(Location labeling records)
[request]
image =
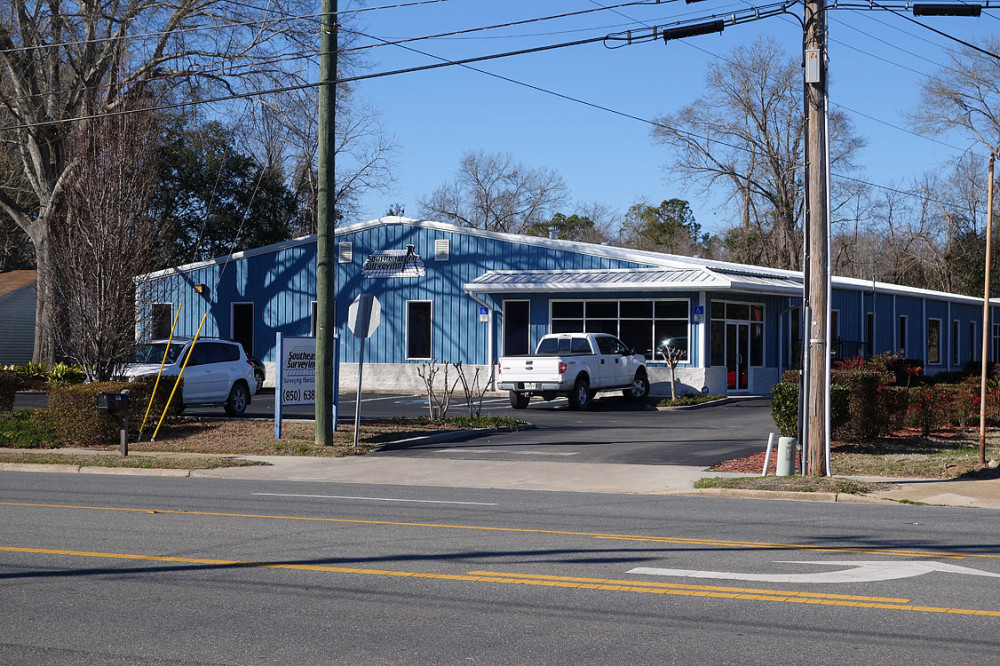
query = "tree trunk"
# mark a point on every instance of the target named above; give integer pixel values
(44, 350)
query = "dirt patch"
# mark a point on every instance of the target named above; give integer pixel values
(942, 455)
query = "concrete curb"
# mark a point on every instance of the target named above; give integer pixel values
(55, 468)
(700, 405)
(445, 437)
(779, 495)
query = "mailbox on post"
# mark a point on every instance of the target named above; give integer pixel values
(116, 404)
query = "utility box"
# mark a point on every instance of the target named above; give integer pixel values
(115, 404)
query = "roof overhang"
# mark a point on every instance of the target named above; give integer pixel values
(630, 279)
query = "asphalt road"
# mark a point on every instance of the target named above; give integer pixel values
(128, 570)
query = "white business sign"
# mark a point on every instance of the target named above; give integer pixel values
(298, 371)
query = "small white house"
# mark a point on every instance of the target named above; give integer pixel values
(18, 295)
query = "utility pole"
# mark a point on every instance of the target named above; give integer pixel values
(817, 426)
(325, 225)
(986, 316)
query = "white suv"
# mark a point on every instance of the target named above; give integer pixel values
(217, 374)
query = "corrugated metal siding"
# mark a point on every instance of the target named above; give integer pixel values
(17, 311)
(457, 333)
(282, 283)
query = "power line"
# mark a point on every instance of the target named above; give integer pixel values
(160, 33)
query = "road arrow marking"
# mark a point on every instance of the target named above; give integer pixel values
(860, 572)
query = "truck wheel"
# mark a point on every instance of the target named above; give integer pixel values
(519, 400)
(579, 397)
(239, 398)
(639, 389)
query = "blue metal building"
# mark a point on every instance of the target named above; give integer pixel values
(465, 295)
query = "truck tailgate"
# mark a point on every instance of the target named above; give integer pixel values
(530, 369)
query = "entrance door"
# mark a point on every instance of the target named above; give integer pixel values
(738, 356)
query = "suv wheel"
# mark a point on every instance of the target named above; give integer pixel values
(580, 396)
(639, 389)
(239, 398)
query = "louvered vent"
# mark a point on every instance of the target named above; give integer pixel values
(442, 249)
(345, 254)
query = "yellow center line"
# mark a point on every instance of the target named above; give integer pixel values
(679, 586)
(522, 530)
(541, 581)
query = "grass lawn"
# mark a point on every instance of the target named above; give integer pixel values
(201, 443)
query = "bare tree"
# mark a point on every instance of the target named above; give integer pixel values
(102, 237)
(492, 191)
(284, 133)
(81, 60)
(746, 138)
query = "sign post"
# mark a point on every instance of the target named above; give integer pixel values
(363, 317)
(295, 382)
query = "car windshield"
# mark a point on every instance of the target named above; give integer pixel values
(153, 353)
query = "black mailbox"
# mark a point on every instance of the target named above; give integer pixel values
(115, 404)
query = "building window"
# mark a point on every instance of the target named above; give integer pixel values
(516, 327)
(933, 341)
(870, 334)
(996, 342)
(643, 325)
(741, 327)
(902, 335)
(161, 320)
(955, 356)
(418, 329)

-- Requirement --
Reproduce the entries above word for word. Pictures stay out.

-- Written reply --
[request]
image =
query = "tree trunk"
# mark a point on every instance of the target named above; give integer pixel values
(44, 350)
query = "dirt patch"
# mark a point on every instance of the target named above; give integer pixel values
(942, 455)
query = "concrete curb"
# mark a point on every instance of the target named above; give integer pixel values
(55, 468)
(700, 405)
(445, 437)
(779, 495)
query = "mailbox on post"
# mark a point on every instance of the target named above; give integer pixel values
(116, 404)
query = "utility box"
# mark a point on every instance of the target named above; give integer pixel values
(115, 404)
query = "roof overhang"
# mark a point on every instance of the target named above; give integer pixel values
(630, 279)
query = "asphalt road"
# mark a point on every instance of the target named above; give integer pixel values
(128, 570)
query = "white business sign"
# mark a point on every instance of the target named above; give integer pixel values
(298, 371)
query = "small white house"
# mark a point on every instance of the target named above; give integer pixel values
(18, 295)
query = "utility pole"
# mark a point on every instance of the target named above; give integer pixel values
(817, 426)
(325, 225)
(986, 316)
query = "white suv"
# mark a point on every instance of the target named above; give integer pixel values
(217, 374)
query = "corrugated metal siding"
# mark a point on every instance of the target named above; give integer pixel values
(17, 311)
(457, 333)
(282, 283)
query = "power line"
# mark a point on every instance of the target named above; give integer pixel values
(160, 33)
query = "road arrow marking"
# mark a point on every instance of the target named above; give integer pixel values
(860, 572)
query = "truck wheel"
# mark a point on every instance of the target named above; give integer pixel values
(519, 400)
(579, 397)
(239, 398)
(639, 389)
query = "blue metal building"
# mark a point on every instance of the target named above; give integer pixel values
(465, 295)
query = "truck tailgate"
# mark a point on every instance of the target named above; give integer pixel values
(530, 369)
query = "entrance door"
# mark a point on every instance of the target named above; give integer pixel values
(738, 356)
query = "suv wheel"
# mark a point on every instance of the target named above; give integer pixel values
(580, 396)
(639, 389)
(239, 398)
query = "louvered vent"
# mark a point on every instance of the target named above; give integer pixel values
(442, 249)
(345, 254)
query = "yellow center line"
# mark a point on every instance of the target named above; give integer pixel values
(679, 586)
(522, 530)
(541, 581)
query = "grass lawn"
# mark a point on every instance of the target named above; give integer pixel values
(201, 443)
query = "bare tree"
# mark a point on every instance of the target named above; give integer pixel values
(102, 237)
(492, 191)
(284, 133)
(81, 60)
(746, 138)
query = "sign post"
# mark a point on every instance of the target named above; give integer pixel values
(363, 317)
(295, 382)
query = "car windshield"
# mark a point on every instance of the target named above; give integer pixel values
(153, 353)
query = "black mailbox"
# mark a point on every instance of the target named above; give integer pixel values
(115, 404)
query = "building window"
# mark a point on every instance of the target named above; give integer pixel values
(516, 327)
(933, 341)
(870, 334)
(996, 342)
(643, 325)
(741, 327)
(902, 335)
(161, 320)
(955, 356)
(418, 329)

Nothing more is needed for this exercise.